─── SOURCE ───

Post by Don McDowell »

I believe the 44's got left behind because of the govt going to the 45 right up until the advent of smokeless and the ability to go with smaller bullet diameter and much flatter trajectory, making the need for large caliber heavy single shot rifles go by the wayside.
I also don't think the 44's or other large caliber bottle neck over 40 cals lent themselves well to the early smokeless powder. In museum on the northern plains there's an 86 in 4082 on display. The card reads it belonged to one of the old locals, who was involved in the gunfight at Stoneyville. He rode into Mill Iron the next day and traded his sharps for the rifle, because of the need for more firepower available quickly than his beloved sharps rifle.
Always keeping in mind that back in the late 1800's and continuing on until probably well into the 1960's and 70's people just simply didn't have the extra income to buy a lot of guns. Most of the folks I knew growing up probably had a 22 and a shotgun and maybe a hunting rifle, good chance it was a sporterized Krag, Springfield or Mauser, or possible a Remington 724 or Winchester 70 in a bolt gun or a Winchester 94 or Savage 99 in the levers.
I asked an old guy who had lived thru that transition once what he missed most about shooting in that transition period, his reply was Kings Semi Semismokeless.

───

- **DIRECTION A**: In the forum post, what did the old man who lived through the transition period say he missed most about shooting then?
- **DIRECTION B**: Copy the forum post word for word, from "Post by Don" to "by the wayside.", with both ends included.

─── INFORMATION PROVIDED ───

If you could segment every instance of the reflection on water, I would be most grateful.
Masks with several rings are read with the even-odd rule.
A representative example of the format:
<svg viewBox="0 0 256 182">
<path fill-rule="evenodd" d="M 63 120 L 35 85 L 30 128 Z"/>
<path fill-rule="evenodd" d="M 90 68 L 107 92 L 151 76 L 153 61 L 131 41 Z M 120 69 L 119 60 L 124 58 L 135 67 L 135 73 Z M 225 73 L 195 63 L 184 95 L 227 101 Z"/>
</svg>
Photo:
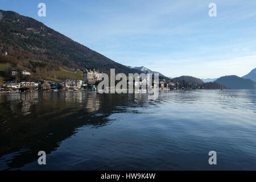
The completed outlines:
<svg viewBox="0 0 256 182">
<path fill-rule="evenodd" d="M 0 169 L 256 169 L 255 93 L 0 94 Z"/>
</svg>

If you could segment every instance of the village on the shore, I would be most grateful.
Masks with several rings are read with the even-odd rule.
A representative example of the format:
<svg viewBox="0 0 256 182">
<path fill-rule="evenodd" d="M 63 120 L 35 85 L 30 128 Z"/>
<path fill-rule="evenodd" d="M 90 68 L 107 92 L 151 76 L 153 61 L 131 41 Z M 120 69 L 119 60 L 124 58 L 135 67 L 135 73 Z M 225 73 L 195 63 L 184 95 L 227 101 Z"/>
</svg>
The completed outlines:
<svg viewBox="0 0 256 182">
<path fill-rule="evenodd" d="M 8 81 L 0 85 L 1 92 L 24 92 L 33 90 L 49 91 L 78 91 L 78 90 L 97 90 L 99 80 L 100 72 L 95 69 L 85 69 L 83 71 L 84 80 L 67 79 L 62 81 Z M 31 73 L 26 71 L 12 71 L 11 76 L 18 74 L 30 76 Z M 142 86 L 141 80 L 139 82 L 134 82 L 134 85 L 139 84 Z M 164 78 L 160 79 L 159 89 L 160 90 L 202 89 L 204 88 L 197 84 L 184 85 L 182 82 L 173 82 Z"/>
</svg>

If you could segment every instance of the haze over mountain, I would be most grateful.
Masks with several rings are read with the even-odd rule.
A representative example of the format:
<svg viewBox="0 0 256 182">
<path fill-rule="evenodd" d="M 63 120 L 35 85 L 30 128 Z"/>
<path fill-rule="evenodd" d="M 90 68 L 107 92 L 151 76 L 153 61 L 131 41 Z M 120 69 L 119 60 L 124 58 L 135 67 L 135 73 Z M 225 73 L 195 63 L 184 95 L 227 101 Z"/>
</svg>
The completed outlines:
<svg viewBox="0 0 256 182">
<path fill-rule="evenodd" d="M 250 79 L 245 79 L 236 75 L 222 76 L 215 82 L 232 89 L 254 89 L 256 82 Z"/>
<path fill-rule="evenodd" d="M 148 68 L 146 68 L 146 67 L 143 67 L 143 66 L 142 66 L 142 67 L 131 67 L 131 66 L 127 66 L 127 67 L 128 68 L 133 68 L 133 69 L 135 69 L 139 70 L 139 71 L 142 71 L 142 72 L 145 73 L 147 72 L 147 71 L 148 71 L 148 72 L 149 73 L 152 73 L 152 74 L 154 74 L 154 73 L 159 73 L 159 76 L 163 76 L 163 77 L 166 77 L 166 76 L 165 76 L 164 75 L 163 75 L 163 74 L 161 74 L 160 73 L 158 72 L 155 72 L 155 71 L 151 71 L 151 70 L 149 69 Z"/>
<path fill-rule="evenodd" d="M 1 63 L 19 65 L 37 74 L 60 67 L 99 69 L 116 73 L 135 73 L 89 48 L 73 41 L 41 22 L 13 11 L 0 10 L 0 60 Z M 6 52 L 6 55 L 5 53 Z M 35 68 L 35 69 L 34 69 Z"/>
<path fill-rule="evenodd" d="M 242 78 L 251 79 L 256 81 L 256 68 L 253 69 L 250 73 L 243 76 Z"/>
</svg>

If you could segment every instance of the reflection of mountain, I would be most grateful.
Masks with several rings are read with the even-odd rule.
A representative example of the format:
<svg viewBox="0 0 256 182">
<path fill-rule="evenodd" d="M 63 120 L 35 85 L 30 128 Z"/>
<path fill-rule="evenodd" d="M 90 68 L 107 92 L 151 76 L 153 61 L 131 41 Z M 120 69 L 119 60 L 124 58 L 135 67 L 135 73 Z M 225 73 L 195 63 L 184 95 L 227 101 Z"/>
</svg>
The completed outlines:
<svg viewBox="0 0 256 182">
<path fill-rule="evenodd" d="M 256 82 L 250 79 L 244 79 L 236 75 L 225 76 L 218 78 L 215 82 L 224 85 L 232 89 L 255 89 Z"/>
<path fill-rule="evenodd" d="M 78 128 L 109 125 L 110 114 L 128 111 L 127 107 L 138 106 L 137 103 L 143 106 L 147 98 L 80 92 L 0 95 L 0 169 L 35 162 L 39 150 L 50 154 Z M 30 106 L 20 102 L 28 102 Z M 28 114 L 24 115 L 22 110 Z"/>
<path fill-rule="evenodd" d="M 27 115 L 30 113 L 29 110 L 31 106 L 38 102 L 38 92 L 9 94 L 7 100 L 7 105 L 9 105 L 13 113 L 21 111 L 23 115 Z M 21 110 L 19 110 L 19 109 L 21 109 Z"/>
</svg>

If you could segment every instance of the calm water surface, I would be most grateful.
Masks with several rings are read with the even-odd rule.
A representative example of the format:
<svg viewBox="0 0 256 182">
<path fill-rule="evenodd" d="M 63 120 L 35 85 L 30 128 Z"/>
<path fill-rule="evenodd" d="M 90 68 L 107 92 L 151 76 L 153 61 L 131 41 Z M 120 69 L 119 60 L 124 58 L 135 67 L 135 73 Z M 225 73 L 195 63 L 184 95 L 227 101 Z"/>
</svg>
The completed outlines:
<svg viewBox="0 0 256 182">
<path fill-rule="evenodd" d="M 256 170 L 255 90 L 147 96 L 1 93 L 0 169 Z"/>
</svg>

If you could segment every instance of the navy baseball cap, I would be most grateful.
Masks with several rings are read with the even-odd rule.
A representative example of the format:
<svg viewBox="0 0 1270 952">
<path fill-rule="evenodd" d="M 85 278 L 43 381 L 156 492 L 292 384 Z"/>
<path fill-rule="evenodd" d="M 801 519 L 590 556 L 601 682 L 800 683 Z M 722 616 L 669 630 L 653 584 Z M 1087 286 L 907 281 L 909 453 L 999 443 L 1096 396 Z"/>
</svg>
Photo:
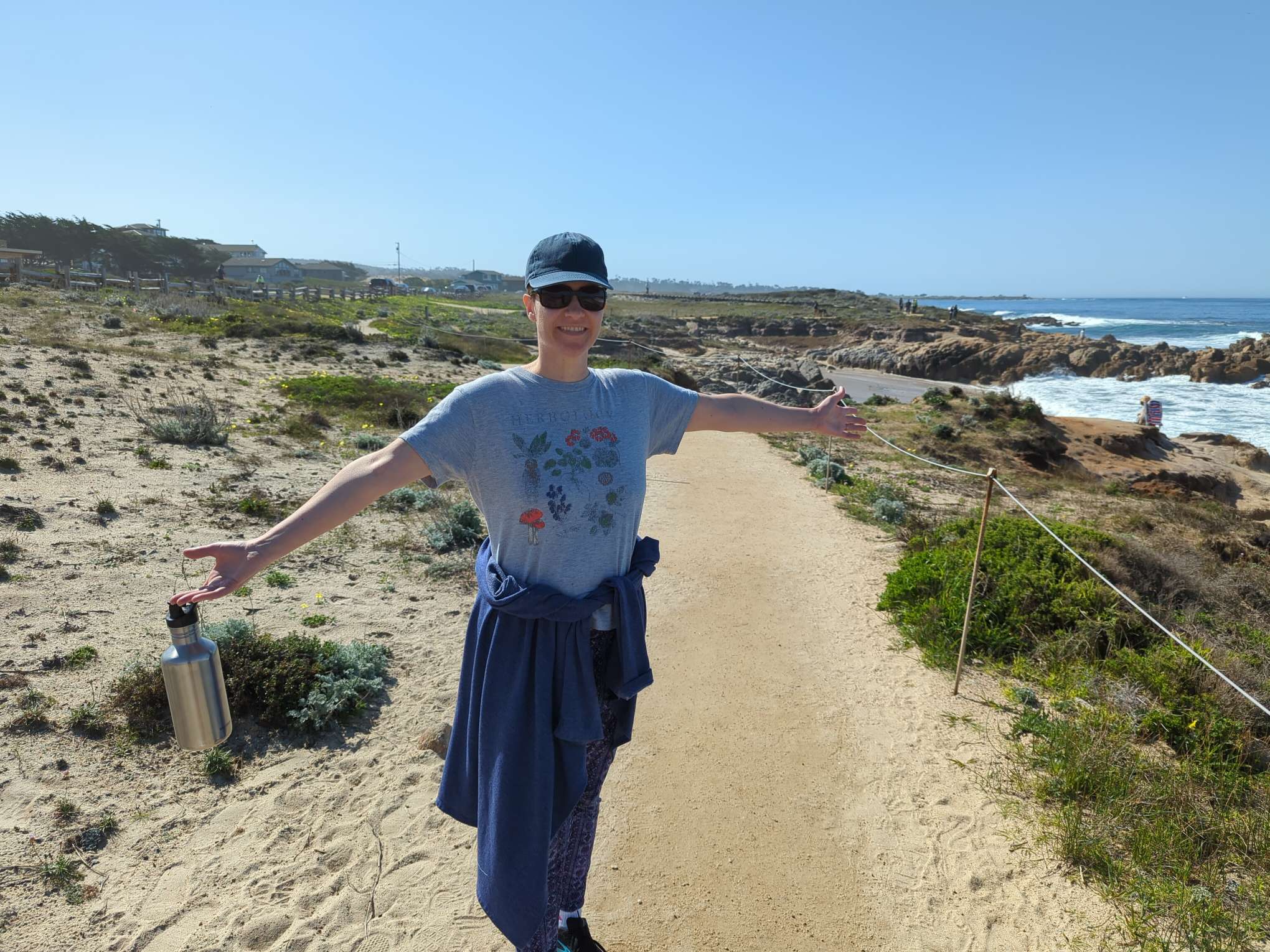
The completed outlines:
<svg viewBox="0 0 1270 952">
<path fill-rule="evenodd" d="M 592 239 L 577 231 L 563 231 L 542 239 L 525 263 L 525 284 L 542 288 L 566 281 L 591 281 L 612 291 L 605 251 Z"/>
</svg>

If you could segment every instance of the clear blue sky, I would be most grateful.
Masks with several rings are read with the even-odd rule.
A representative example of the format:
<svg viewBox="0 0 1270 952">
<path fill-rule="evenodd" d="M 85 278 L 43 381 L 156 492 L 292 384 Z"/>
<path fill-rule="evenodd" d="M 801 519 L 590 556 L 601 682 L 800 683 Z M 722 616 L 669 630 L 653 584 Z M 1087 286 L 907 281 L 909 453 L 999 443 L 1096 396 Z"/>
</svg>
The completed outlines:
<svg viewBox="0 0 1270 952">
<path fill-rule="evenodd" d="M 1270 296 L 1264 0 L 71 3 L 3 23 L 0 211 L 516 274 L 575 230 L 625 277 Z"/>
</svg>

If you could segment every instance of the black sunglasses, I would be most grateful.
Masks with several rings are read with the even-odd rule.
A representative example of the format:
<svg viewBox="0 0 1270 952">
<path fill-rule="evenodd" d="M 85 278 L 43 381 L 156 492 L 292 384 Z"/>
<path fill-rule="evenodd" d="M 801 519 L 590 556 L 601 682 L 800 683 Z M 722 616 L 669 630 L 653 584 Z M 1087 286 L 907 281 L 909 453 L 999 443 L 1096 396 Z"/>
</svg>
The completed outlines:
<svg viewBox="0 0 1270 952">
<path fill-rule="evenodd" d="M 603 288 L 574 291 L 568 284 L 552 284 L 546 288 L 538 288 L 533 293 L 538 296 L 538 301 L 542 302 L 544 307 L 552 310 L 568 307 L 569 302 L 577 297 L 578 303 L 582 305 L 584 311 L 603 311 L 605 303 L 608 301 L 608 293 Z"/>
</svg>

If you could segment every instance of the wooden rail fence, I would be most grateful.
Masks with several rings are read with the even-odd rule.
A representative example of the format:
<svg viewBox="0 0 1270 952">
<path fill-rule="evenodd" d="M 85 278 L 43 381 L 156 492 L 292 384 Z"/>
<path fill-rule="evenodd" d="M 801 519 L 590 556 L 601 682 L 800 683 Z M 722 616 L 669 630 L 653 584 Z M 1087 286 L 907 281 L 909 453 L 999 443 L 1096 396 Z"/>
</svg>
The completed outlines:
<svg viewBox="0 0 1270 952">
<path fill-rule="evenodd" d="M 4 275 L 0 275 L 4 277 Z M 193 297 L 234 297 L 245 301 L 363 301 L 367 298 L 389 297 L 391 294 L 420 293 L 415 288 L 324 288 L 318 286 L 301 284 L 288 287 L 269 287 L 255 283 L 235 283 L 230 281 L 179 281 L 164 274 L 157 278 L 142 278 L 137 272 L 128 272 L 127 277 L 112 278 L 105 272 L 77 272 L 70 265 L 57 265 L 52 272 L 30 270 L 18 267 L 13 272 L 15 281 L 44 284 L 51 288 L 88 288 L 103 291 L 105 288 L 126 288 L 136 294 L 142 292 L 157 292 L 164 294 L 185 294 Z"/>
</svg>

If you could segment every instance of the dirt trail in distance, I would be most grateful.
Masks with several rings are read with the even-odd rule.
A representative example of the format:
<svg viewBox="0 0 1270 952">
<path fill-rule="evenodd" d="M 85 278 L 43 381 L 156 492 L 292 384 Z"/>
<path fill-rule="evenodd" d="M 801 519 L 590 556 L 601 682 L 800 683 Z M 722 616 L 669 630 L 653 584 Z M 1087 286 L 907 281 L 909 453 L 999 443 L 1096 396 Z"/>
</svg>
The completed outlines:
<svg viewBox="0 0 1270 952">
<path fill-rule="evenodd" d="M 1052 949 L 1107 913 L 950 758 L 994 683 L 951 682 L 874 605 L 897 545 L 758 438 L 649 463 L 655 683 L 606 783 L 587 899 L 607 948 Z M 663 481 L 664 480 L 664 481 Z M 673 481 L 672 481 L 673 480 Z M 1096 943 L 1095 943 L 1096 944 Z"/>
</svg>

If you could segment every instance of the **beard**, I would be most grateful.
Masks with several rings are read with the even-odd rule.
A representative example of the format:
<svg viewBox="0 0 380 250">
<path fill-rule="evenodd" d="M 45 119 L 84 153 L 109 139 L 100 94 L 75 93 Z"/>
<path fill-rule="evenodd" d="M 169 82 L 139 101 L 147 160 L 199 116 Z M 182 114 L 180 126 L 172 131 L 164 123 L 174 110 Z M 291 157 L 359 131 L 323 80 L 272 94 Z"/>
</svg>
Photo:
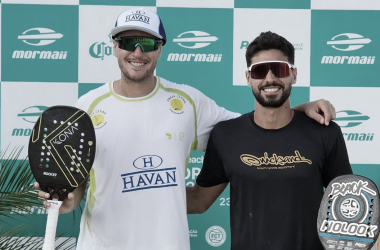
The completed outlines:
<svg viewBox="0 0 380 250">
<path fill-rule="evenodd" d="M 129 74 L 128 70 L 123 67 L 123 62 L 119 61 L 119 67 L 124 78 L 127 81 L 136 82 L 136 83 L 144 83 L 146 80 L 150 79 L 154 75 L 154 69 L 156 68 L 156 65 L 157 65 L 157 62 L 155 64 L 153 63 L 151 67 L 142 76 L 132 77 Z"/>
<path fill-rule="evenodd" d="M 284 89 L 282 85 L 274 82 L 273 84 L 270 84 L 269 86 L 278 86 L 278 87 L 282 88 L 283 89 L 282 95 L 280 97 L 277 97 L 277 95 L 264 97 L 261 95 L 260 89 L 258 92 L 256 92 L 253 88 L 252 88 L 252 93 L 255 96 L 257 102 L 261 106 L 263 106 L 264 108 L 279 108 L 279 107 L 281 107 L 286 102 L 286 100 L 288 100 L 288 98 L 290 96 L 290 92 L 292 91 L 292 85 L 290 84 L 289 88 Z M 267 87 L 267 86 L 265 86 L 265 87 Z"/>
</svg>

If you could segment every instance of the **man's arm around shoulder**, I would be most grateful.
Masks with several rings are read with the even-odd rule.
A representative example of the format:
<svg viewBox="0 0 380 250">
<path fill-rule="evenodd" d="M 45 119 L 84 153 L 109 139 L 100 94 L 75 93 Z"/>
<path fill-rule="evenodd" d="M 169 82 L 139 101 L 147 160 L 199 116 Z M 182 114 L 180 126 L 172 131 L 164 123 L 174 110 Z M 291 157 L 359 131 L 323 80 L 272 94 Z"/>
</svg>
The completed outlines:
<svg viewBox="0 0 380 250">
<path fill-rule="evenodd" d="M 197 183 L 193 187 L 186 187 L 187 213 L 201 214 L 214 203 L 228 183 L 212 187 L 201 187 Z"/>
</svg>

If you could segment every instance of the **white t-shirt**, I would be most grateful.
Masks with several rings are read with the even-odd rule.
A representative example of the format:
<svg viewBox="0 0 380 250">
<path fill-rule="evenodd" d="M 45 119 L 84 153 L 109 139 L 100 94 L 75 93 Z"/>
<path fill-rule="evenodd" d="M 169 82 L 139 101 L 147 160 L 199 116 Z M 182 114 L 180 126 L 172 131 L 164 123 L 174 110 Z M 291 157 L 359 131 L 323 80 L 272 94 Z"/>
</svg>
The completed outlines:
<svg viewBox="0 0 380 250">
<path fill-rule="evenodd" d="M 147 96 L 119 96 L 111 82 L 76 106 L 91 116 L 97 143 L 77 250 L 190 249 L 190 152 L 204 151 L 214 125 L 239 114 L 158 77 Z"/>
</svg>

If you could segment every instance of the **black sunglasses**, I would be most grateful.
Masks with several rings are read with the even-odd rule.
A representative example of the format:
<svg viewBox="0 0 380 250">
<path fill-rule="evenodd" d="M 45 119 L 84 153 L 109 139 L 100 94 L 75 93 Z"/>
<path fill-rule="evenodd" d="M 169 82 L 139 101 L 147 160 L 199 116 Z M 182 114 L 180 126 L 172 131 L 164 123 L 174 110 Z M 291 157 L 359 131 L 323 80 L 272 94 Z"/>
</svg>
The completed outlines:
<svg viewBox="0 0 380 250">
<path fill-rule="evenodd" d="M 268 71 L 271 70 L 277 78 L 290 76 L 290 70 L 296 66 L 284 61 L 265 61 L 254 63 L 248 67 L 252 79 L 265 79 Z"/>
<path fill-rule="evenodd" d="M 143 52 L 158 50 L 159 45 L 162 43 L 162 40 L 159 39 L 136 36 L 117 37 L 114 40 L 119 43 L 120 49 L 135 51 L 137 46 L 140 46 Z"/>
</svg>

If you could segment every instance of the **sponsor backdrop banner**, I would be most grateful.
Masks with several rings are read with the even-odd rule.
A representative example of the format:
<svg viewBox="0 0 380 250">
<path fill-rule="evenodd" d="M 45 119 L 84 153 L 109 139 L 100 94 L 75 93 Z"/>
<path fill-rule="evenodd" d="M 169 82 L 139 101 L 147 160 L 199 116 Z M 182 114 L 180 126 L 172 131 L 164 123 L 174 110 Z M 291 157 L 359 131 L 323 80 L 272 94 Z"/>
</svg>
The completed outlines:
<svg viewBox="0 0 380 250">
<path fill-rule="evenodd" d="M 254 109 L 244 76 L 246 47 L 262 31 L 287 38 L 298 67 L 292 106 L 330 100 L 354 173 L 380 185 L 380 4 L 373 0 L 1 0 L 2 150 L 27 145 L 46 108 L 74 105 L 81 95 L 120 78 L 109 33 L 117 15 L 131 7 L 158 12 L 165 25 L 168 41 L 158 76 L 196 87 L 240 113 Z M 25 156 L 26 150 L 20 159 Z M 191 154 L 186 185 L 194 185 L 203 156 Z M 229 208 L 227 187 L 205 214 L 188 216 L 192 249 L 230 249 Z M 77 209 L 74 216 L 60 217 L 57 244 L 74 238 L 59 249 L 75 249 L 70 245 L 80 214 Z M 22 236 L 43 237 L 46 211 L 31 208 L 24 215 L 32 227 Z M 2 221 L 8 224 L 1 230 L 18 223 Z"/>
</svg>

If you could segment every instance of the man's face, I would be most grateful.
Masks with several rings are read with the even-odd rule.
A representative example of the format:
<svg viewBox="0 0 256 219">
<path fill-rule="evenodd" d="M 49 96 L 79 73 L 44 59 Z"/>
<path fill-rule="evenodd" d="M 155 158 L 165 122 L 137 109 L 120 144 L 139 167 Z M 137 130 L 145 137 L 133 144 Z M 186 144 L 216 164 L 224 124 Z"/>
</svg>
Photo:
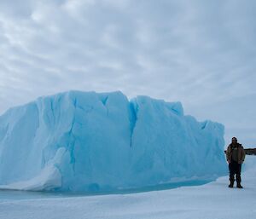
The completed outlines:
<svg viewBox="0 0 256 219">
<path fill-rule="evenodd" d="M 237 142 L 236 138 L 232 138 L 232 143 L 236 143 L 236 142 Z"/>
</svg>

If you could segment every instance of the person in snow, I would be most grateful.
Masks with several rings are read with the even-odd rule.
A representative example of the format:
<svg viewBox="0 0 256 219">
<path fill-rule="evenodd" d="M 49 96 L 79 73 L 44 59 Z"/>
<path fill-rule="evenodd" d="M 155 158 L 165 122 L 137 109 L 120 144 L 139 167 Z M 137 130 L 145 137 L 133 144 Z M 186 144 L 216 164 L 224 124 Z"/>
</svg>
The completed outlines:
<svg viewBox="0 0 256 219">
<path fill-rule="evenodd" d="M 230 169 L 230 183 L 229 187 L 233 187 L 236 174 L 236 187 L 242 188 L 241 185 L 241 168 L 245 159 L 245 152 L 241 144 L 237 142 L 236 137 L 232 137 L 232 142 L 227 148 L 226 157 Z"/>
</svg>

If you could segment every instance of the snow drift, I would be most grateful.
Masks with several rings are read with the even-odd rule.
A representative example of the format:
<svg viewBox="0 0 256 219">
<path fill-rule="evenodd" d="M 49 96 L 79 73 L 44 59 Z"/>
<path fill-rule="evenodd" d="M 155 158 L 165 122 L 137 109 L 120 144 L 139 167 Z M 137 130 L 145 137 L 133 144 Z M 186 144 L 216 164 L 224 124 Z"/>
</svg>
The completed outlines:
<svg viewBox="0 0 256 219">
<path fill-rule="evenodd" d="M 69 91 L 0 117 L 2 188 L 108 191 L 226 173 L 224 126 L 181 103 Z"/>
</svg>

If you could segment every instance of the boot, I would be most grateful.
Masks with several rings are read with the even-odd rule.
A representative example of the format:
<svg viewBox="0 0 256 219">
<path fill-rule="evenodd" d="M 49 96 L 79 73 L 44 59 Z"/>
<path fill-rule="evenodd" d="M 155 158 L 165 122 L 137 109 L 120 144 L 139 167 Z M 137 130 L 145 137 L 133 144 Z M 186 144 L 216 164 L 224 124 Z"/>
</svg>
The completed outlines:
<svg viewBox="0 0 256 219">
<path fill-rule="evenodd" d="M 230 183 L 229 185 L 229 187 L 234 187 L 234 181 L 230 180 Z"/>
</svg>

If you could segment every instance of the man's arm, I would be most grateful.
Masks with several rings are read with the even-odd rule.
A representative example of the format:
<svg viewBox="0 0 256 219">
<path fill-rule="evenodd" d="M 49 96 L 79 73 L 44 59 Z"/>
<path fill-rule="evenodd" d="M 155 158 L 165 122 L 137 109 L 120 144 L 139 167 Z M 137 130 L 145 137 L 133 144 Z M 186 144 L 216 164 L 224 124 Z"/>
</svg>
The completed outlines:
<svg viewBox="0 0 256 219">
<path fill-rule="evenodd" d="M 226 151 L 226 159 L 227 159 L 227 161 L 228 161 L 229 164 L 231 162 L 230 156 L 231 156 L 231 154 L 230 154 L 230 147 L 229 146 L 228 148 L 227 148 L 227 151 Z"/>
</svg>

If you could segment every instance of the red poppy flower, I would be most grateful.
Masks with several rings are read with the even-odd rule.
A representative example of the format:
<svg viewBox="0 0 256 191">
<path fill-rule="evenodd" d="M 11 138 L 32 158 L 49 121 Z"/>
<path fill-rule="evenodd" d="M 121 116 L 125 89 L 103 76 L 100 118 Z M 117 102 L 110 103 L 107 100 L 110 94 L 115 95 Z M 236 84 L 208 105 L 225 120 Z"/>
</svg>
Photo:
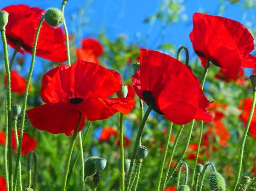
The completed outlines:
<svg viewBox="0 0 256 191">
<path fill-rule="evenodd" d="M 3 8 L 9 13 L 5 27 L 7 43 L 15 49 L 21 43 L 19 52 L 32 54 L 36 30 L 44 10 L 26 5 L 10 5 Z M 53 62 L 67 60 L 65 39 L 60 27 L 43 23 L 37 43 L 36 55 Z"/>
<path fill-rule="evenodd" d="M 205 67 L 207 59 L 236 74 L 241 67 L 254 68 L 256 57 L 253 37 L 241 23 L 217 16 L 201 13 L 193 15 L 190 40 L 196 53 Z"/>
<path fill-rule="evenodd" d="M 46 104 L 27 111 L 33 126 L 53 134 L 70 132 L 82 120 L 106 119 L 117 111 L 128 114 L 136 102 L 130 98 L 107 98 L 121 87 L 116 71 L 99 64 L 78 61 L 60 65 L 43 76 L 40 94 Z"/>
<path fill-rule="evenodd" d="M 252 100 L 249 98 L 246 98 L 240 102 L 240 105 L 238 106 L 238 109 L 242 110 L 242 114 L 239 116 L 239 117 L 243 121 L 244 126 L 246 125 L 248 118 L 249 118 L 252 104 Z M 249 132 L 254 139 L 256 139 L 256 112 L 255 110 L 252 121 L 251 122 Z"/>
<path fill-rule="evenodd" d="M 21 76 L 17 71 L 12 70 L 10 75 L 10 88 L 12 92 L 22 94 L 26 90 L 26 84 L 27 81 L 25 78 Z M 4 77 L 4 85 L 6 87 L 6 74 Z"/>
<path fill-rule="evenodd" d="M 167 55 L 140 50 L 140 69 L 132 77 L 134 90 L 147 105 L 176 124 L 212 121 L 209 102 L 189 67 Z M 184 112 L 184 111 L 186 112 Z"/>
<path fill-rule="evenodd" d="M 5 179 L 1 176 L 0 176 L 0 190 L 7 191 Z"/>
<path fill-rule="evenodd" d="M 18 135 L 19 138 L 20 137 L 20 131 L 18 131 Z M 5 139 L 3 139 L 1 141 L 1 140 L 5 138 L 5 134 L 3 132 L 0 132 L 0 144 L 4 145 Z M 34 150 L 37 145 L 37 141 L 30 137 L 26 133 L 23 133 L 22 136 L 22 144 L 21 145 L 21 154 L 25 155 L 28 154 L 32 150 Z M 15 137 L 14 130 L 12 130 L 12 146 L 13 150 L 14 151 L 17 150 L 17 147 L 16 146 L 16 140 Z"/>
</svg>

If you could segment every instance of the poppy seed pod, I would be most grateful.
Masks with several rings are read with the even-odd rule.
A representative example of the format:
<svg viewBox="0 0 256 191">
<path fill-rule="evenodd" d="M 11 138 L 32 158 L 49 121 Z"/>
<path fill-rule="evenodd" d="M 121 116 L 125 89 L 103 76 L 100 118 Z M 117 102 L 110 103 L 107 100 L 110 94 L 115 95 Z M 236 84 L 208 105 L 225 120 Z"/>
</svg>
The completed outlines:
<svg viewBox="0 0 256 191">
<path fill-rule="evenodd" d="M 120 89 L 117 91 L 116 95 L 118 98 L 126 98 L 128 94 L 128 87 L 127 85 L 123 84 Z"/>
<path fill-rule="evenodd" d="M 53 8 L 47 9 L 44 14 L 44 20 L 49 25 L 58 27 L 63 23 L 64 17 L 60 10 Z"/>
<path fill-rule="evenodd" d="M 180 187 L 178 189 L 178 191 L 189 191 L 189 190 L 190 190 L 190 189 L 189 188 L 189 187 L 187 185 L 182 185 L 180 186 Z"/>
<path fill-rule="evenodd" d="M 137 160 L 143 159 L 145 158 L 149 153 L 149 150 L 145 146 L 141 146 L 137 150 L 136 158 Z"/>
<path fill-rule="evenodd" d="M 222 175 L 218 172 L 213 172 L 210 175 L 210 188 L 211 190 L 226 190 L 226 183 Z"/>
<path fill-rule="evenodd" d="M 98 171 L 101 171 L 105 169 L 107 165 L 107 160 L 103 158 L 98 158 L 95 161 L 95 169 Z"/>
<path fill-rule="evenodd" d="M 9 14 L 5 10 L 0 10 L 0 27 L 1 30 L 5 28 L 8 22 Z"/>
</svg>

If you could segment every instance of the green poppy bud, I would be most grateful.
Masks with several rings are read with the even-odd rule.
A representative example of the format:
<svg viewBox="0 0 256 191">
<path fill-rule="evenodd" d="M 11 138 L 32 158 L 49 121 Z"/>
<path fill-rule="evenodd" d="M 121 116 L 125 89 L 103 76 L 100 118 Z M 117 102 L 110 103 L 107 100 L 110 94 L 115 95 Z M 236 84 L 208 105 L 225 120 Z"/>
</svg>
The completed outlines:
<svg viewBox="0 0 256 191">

───

- **COMPLETE ANSWER A**: Kings Semi Semismokeless.

- **COMPLETE ANSWER B**:
Post by Don McDowell »

I believe the 44's got left behind because of the govt going to the 45 right up until the advent of smokeless and the ability to go with smaller bullet diameter and much flatter trajectory, making the need for large caliber heavy single shot rifles go by the wayside.